**Tasks to complete**
1. Name the illegal drugs that the article on workplace drug testing says most employer drug tests look for.
2. Continue the article on prescription drug abuse by workers from the point where it stops.

**Selected passage**
>>>

Earlier this week, we wrote about the drug bust at a Pennsylvania Boeing manufacturing plant. During the raid, which followed a four-year investigation into alleged drug distribution and trafficking at the plant, more than 30 people were arrested and charged with drug possession and various other drug crimes.

In the wake of the alleged drug bust, federal drug authorities are indicating that the Boeing plant is just one example of the growing problem of prescription drug abuse by workers in Pennsylvania and throughout the country.

According to Quest Diagnostics, the largest drug tester for employers in the U.S., most employer drug tests are only looking for illegal drugs, such as marijuana, cocaine, and meth. As a result, only 12 percent of the 4.5 million drug tests conducted by Quest in 2010 tested for Oxycontin, one of the most commonly abused prescription medications.

In addition, Quest says, approximately 75 percent of employee drug tests take place before employment begins. Therefore, employees who develop addiction problems after they start a job tend not to be detected by their employers.

<<<

**Region pointing data**
>>>

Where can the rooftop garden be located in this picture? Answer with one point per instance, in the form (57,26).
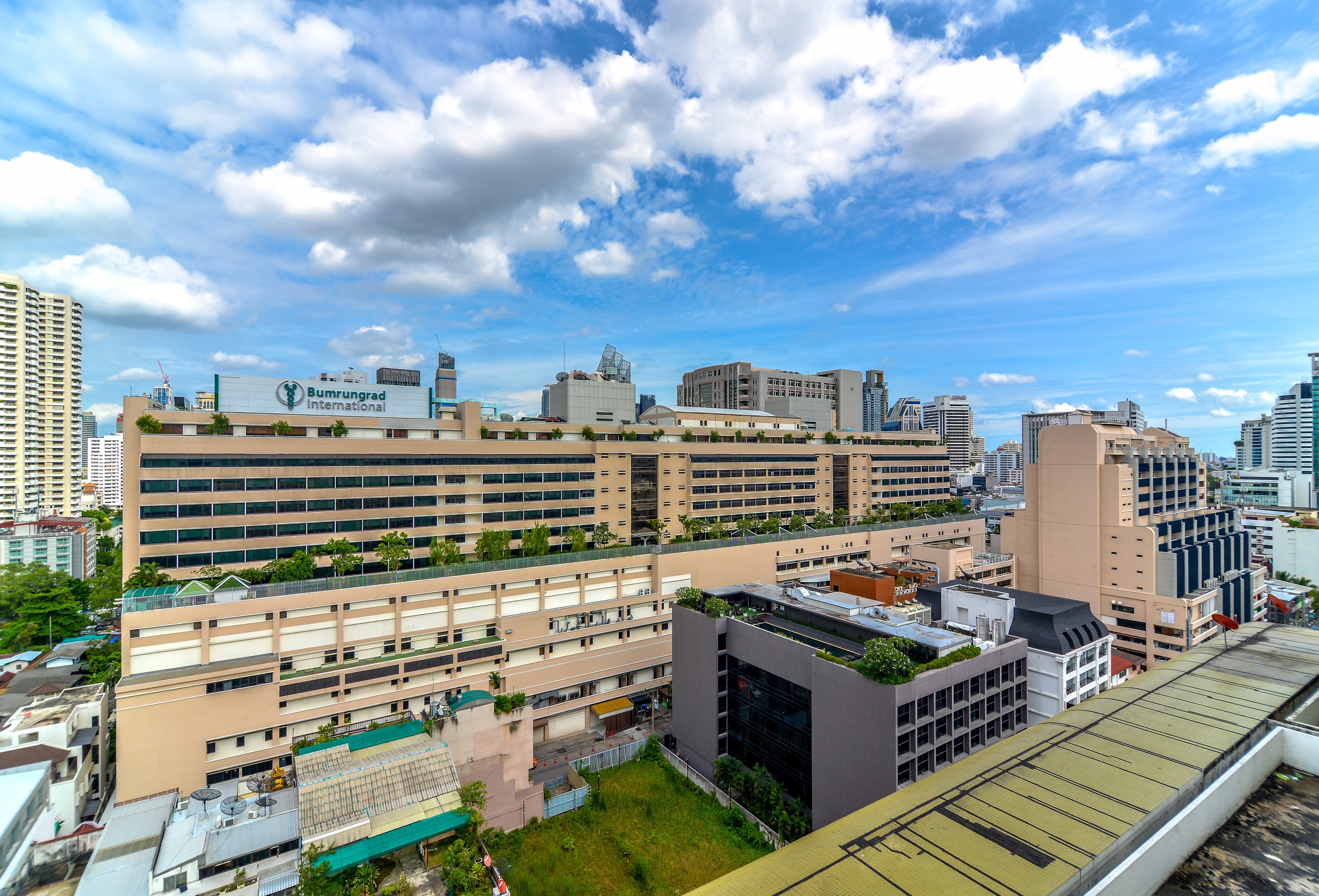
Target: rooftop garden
(644,831)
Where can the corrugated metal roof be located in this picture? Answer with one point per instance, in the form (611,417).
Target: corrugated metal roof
(251,836)
(1048,807)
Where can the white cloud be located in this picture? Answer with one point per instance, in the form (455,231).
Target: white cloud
(132,374)
(676,227)
(498,164)
(44,192)
(242,362)
(614,259)
(1239,398)
(1004,379)
(132,291)
(212,68)
(1050,408)
(1284,134)
(106,414)
(1264,91)
(382,345)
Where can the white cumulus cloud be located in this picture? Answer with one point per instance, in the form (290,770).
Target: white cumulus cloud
(614,259)
(1284,134)
(44,192)
(131,291)
(1004,379)
(242,362)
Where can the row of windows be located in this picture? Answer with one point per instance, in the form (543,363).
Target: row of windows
(359,461)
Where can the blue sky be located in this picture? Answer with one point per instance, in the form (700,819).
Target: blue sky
(1027,204)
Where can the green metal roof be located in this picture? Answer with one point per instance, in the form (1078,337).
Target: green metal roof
(365,739)
(359,852)
(471,699)
(155,592)
(1047,808)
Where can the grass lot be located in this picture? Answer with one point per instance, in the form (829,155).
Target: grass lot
(655,834)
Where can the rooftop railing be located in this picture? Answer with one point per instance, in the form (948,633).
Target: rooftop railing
(146,604)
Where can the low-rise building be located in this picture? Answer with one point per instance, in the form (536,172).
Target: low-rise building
(65,544)
(1067,648)
(68,730)
(756,687)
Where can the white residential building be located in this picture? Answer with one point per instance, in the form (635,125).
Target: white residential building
(951,417)
(1292,444)
(68,730)
(106,469)
(1069,651)
(41,420)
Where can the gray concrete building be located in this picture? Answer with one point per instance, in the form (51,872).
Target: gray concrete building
(755,689)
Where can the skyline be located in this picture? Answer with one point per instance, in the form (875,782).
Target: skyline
(1024,206)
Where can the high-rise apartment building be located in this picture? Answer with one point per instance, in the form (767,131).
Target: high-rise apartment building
(950,416)
(446,378)
(106,469)
(1120,519)
(1292,432)
(875,402)
(1004,464)
(576,633)
(41,422)
(741,386)
(1255,449)
(89,432)
(1127,414)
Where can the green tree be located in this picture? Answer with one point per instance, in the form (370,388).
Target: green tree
(536,541)
(343,556)
(147,576)
(148,424)
(494,546)
(299,568)
(885,663)
(603,536)
(574,538)
(394,549)
(445,552)
(219,424)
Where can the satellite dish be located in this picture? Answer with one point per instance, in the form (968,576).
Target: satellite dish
(206,795)
(234,807)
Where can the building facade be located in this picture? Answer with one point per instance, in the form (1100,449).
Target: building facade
(1292,440)
(950,416)
(106,468)
(756,691)
(41,439)
(1128,414)
(1004,464)
(741,386)
(1120,520)
(1069,650)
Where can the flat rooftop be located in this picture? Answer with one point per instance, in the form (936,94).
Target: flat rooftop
(1058,805)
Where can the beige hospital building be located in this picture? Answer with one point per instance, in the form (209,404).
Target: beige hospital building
(219,683)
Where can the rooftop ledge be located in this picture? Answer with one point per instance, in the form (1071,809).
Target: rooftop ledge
(146,604)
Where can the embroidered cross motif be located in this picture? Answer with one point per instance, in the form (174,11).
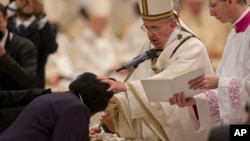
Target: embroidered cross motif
(213,104)
(234,90)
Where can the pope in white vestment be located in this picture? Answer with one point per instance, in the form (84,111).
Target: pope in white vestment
(226,103)
(136,117)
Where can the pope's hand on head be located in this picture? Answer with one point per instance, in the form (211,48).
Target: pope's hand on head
(114,86)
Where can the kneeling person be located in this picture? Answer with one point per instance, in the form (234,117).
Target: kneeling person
(61,117)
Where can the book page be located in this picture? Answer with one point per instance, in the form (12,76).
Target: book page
(162,90)
(181,82)
(158,90)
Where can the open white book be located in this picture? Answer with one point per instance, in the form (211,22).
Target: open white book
(162,90)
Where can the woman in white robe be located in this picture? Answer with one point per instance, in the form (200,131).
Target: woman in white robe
(230,89)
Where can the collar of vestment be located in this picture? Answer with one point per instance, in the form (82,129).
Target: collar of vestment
(243,22)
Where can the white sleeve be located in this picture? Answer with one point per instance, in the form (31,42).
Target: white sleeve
(207,112)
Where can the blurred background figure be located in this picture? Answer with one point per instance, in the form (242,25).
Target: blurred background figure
(125,20)
(29,20)
(5,2)
(195,13)
(86,42)
(18,58)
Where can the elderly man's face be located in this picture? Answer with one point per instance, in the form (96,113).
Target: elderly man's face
(159,31)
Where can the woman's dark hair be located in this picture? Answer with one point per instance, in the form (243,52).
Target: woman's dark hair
(93,92)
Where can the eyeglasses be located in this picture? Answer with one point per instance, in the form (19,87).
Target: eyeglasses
(214,5)
(154,29)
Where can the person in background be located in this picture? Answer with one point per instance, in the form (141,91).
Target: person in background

<<<

**Answers to the exercises**
1. Marijuana, cocaine, and meth.

2.
Federal authorities are not only concerned about on-the-job drug use. According to a yearly survey conducted by the U.S. Substance Abuse and Mental Health Services Administration, about 2.7 percent of Americans reported using prescription medications for non-medical reasons last year. In addition, the number of people who sought treatment for prescription painkiller abuse jumped by 400 percent from 2000 to 2010.

In response to these and other statistics, the Obama administration recently created an initiative to fight what it calls a prescription drug abuse epidemic. There is no word yet on how this program will affect state or federal drug crime laws.